**Aim of the exercise**
Retype the complete listing exactly as it appears.

**Supplied entries**
-.-.-

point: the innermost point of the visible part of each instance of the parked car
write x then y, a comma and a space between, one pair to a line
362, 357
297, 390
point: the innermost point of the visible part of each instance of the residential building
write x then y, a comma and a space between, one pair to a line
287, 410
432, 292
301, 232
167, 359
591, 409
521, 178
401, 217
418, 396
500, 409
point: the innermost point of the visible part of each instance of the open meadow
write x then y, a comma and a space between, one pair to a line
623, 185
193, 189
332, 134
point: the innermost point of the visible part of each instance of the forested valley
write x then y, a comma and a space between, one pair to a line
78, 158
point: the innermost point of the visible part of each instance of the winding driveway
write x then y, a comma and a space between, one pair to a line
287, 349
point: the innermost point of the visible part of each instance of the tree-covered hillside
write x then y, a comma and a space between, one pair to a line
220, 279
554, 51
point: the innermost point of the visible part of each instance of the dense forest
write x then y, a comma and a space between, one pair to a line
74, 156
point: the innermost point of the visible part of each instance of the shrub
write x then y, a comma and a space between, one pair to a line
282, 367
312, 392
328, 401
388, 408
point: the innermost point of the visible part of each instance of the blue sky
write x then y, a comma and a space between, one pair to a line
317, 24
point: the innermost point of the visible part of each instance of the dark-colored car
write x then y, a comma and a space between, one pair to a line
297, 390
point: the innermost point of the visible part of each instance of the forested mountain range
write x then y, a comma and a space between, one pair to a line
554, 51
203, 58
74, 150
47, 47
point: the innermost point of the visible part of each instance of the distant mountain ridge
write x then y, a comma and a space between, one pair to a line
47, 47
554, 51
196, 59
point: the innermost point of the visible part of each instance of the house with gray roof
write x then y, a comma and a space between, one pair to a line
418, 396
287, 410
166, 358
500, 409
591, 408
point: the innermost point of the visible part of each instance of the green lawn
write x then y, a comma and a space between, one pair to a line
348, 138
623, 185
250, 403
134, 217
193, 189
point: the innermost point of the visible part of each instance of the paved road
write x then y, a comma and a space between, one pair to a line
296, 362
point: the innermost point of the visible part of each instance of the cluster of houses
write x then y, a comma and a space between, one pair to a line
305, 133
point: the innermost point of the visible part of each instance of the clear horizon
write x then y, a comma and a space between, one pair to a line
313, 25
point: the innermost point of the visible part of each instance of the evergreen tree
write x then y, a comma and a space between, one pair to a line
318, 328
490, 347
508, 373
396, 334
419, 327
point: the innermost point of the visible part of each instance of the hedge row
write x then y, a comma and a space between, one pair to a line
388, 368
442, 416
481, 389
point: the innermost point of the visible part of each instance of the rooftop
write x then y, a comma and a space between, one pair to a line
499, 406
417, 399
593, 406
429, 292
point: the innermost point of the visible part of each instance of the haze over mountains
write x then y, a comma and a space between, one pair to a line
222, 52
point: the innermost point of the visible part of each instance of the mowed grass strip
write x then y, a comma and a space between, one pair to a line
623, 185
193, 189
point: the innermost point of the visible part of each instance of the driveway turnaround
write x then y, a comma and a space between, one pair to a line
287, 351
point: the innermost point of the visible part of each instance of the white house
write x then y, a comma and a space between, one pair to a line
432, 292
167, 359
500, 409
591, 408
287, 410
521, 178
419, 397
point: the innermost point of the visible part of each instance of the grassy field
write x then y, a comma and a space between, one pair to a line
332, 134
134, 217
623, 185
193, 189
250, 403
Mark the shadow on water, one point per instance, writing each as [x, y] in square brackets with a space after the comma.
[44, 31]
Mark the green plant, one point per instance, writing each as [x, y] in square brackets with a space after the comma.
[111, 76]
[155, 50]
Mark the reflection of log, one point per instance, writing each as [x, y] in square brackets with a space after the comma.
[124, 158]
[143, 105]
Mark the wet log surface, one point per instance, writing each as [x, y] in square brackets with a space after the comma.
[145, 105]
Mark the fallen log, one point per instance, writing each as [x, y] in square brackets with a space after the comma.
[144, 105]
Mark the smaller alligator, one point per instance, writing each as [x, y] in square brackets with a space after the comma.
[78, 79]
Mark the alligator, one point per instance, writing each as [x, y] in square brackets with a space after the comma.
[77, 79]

-.-.-

**Written solution**
point: the innermost point of the visible part of each instance of the parked car
write x then y, a comma and a space between, one pair to a line
362, 357
297, 390
point: the innermost point of the visible part of each instance of the residential building
write x then y, a comma and a space between, one pair to a line
287, 410
432, 292
301, 232
167, 359
591, 409
521, 178
401, 217
418, 396
500, 409
point: the innermost point of the visible part of each instance of the open meadow
write x then y, a comma and a space between, one pair to a line
623, 185
193, 189
332, 134
point: the innermost point of the visible part of each instance of the forested valley
write x then y, a comma and a space between, one pair to a line
78, 158
point: the innermost point of the visible part of each instance of the winding driveway
write x then y, a comma and a space between, one pair to a line
287, 349
point: the innermost point of the visible part of each instance of the tree-covered hillside
write x then y, a comma and a space between, one pair to a line
220, 279
554, 51
point: the innermost point of the visible part of each instance of the dense forest
write x then y, a comma and a space between, one pair to a line
74, 156
point: the innermost point of the visible part of each instance of the shrub
write x then y, a comma and a space between, one pair to a line
282, 367
312, 392
328, 401
388, 408
point: the innermost point of the visible part of each instance of the blue sky
write x then y, a comma and a space between, one pair to a line
317, 24
point: the innermost point of the visible part of each instance of the dark-colored car
write x then y, a comma and a space between, one pair to a line
297, 390
point: the innermost point of the visible part of each instance of the forested mountain range
write x then y, a comma and a space between, one pair to a line
554, 51
203, 58
74, 150
47, 47
point: the innermost point of the visible part of each instance of the distant mountain ridge
write x then y, a comma and a space between, one pair to a line
47, 47
554, 51
196, 59
point: the innermost point of the visible part of each instance of the house with gray roof
write x then y, a comma and a space between, one pair to a line
418, 396
287, 410
166, 358
500, 409
591, 408
point: the innermost point of the visible part of each instance of the green lawn
write x then y, a comma and a space between, one pair to a line
348, 138
623, 185
250, 403
134, 217
193, 189
point: the innermost point of the visible part of each instance of the paved road
write x then y, a comma and a space between, one pair to a line
296, 362
point: the innermost point of the visible part of each instance of the cluster of houses
write x then y, a comma and a space between, one pair to a line
305, 133
point: the innermost point of the visible part of each instance of the clear horizon
write x then y, a comma and a space between, one pair to a line
313, 25
point: the innermost point of the visible part of each instance of the evergreen tree
write x then y, a comma and a space between, one pair to a line
318, 328
490, 347
508, 373
396, 334
419, 327
point: the innermost point of the visible part of each instance of the hedge row
write x then y, a comma and a space between, one pair to a line
388, 368
442, 416
481, 389
point: the innermost point of the visible part of each instance of the rooftop
write x then y, a comma and a space between, one pair to a line
499, 406
417, 399
593, 406
429, 292
point: the innermost point of the visible part of each instance of the haze over mountains
write x then y, a comma and a space between, one pair to a line
222, 52
point: the innermost point of the visible part of each instance of the mowed grass strip
write x then y, a comma and a space between, one pair to a line
623, 185
193, 189
point: the innermost point of the visible part of each instance of the driveway turnaround
write x then y, a comma and a space between, one pair to a line
287, 351
point: the innermost point of the visible part of each instance of the white house
write x then y, a comma and a space between, one pair to a line
432, 292
167, 359
500, 409
591, 408
287, 410
521, 178
419, 397
point: the innermost point of the visible part of each instance of the grassy field
write x then y, a comma and a space between, one pair to a line
332, 134
134, 217
623, 185
193, 189
250, 403
Mark the shadow on water, one point per instance, writing each as [x, y] in square brackets with a space after the comma.
[44, 31]
Mark the green plant, one point per instance, writing each as [x, y] in square brackets with a space after the comma.
[111, 76]
[155, 50]
Mark the reflection of log, one point per instance, writing each as [x, y] in square brackets with a space after the comma.
[124, 158]
[143, 105]
Mark the wet log surface, one point per instance, writing each as [x, y] in square brackets with a space after the comma.
[145, 105]
Mark the fallen log, one point per instance, writing each as [x, y] in square brackets with a space after the comma.
[144, 105]
Mark the smaller alligator, one point per instance, writing each as [x, y] in square brackets with a space after the comma.
[78, 79]
Mark the alligator, one point per instance, writing each as [x, y] in square brackets with a space after the comma.
[77, 79]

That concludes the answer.